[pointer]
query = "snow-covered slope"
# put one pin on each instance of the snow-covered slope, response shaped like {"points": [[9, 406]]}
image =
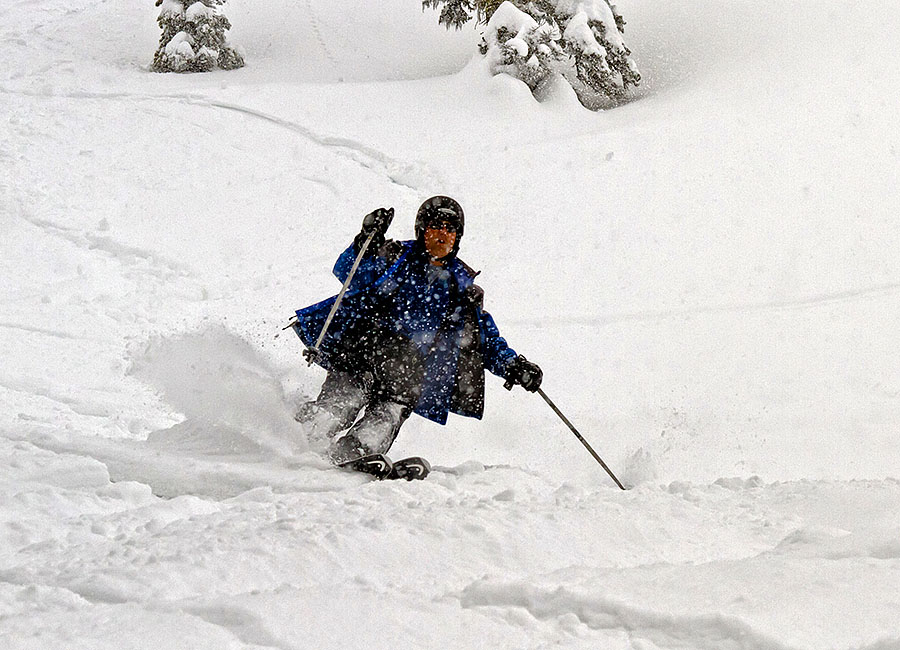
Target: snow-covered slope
{"points": [[707, 275]]}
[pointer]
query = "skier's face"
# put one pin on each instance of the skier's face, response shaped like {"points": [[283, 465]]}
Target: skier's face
{"points": [[439, 240]]}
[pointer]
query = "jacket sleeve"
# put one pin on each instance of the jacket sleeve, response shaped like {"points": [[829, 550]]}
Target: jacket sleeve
{"points": [[497, 353], [371, 267]]}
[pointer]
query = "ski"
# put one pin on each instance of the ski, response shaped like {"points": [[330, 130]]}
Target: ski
{"points": [[381, 467], [378, 465], [414, 468]]}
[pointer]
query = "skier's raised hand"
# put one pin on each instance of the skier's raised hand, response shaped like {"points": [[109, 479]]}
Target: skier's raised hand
{"points": [[525, 373], [376, 222]]}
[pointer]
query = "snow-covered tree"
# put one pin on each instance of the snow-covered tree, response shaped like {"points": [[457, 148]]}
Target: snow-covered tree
{"points": [[193, 37], [534, 39]]}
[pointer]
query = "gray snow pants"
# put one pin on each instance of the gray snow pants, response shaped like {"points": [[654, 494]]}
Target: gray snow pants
{"points": [[382, 375]]}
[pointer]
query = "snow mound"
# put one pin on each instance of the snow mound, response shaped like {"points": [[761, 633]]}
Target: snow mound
{"points": [[227, 391]]}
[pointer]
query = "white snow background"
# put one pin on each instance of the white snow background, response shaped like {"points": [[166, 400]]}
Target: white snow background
{"points": [[708, 275]]}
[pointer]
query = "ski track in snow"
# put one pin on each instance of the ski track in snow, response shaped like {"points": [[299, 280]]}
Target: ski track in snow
{"points": [[405, 175], [811, 302]]}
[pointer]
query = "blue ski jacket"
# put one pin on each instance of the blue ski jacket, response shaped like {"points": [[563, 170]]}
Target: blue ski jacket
{"points": [[458, 339]]}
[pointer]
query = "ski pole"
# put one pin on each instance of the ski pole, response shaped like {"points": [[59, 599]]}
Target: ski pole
{"points": [[562, 417], [312, 353]]}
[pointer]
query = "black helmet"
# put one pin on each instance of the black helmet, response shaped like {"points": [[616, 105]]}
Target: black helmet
{"points": [[440, 209]]}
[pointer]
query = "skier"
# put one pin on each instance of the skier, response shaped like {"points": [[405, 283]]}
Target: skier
{"points": [[410, 335]]}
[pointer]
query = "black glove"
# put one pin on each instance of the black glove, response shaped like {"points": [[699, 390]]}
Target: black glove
{"points": [[525, 373], [376, 222]]}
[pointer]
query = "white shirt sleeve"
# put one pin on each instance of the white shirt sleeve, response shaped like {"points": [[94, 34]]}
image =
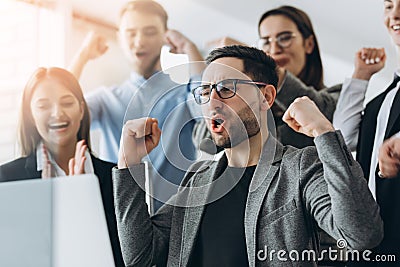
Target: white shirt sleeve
{"points": [[347, 116]]}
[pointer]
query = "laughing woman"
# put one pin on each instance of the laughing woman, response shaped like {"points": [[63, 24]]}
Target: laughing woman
{"points": [[54, 139]]}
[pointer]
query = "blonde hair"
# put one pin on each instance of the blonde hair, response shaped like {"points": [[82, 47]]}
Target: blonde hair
{"points": [[145, 6], [28, 135]]}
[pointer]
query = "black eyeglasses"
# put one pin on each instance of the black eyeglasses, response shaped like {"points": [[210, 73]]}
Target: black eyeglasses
{"points": [[283, 39], [225, 89]]}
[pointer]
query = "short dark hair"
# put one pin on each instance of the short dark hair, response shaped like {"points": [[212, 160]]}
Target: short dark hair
{"points": [[312, 74], [145, 6], [259, 66]]}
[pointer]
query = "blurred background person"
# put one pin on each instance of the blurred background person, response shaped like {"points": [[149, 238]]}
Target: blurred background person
{"points": [[54, 139], [142, 33]]}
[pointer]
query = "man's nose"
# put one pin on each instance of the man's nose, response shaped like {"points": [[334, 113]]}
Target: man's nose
{"points": [[274, 48], [215, 100], [138, 39], [395, 12], [56, 111]]}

* * * * * * * * *

EXERCISE PROMPT: Transcribe all of the records above character for character. Exclude the pictures.

FINISHED TASK:
[pointer]
query = "snow-covered slope"
# put one pin on each instance of the snow-covered slope, response shaped like {"points": [[9, 406]]}
image =
Target: snow-covered slope
{"points": [[707, 275]]}
[pointer]
query = "skier's face"
# put one pin on each instance of the skier's face, response shaped like {"points": [[283, 465]]}
Target: skier's face
{"points": [[439, 240]]}
[pointer]
query = "jacket sleeve"
# put one pin on each instance of the jacket sleeve, response shaped like {"points": [[829, 550]]}
Target: jacket sleeve
{"points": [[497, 353], [371, 267]]}
[pointer]
query = "ski"
# put one pin on each instance of the ski, response shaped like {"points": [[330, 130]]}
Target: ski
{"points": [[381, 467], [378, 465], [414, 468]]}
[pointer]
query = "skier's raised hand"
# put one pin on each instance of the skier's raised hand, response shaped like {"points": [[109, 479]]}
Target: skier's raised hand
{"points": [[525, 373], [376, 222]]}
[pointer]
query = "snow-covered tree"
# put one pin on each instance of the snow-covered tree, response shaped like {"points": [[457, 148]]}
Target: snow-covered tree
{"points": [[193, 37], [534, 39]]}
[pointer]
query = "gray snow pants"
# put one pin on each instance of the gray snow pants, response shaped like {"points": [[654, 494]]}
Target: gray snow pants
{"points": [[382, 375]]}
[pointer]
query = "snow mound"
# put one pin on each instance of the snow mound, response shaped like {"points": [[761, 633]]}
Target: snow mound
{"points": [[227, 391]]}
[pointer]
query = "white snow background"
# put one pin on each instance of the white snow background, response shaped like {"points": [[166, 400]]}
Target: white snow background
{"points": [[708, 275]]}
[pointer]
query = "ski track in snow"
# put one pin on each instance of the ski track in snow, response shaped like {"points": [[299, 280]]}
Target: ski track in snow
{"points": [[405, 175], [811, 302]]}
[pointer]
query = "blue ski jacket"
# put one pin on each instance of the blue ski jacket, response shaped like {"points": [[563, 170]]}
Target: blue ski jacket
{"points": [[458, 339]]}
[pointer]
query = "ski pole"
# put one pin on each instance of the ski pole, response shaped like {"points": [[59, 599]]}
Target: ski pole
{"points": [[562, 417], [312, 353]]}
[pointer]
query = "black helmet"
# put one pin on each instance of the black helmet, response shaped like {"points": [[616, 105]]}
Target: black helmet
{"points": [[440, 209]]}
[pointer]
query = "skier"
# put one pin on each instance of the skier, response shaped like {"points": [[405, 283]]}
Target: skier
{"points": [[410, 335]]}
[pointer]
query = "black glove"
# put one pin on each instance of the black glove, response shaped like {"points": [[699, 390]]}
Target: black glove
{"points": [[525, 373], [376, 222]]}
[pointer]
query = "white shirt sleeve"
# put one pin on each instance of the white shirt sleeve, response shaped like {"points": [[94, 34]]}
image =
Target: white shirt sleeve
{"points": [[347, 116]]}
[pointer]
query = "laughing woman"
# put one pin on each instance of the laughing woman, response shaped like {"points": [[63, 24]]}
Target: laughing woman
{"points": [[54, 139]]}
[pointer]
query = "blonde hair"
# put one pin on each instance of the blonde hair, response shaped like {"points": [[82, 47]]}
Target: blonde hair
{"points": [[145, 6], [28, 135]]}
[pointer]
query = "black eyeglasses"
# put one pin on each instance of the black eyeglasses, response shaped like {"points": [[210, 73]]}
Target: black eyeglasses
{"points": [[283, 39], [225, 89]]}
[pointer]
query = "short dark hair"
# put one pin on each instance of the short dark hair, response shaped like {"points": [[212, 160]]}
Target: short dark hair
{"points": [[312, 74], [145, 6], [259, 66]]}
[pointer]
query = "blurred background person"
# put one pin on each instance of the blurred background person, response shaped like {"points": [[149, 238]]}
Target: blurred background person
{"points": [[54, 139], [142, 33]]}
[pointer]
query = "man's nose"
# put one pin on each instance of the man's nose, response shaped like {"points": [[334, 113]]}
Target: man's nose
{"points": [[274, 48], [215, 100], [138, 39], [395, 12], [56, 111]]}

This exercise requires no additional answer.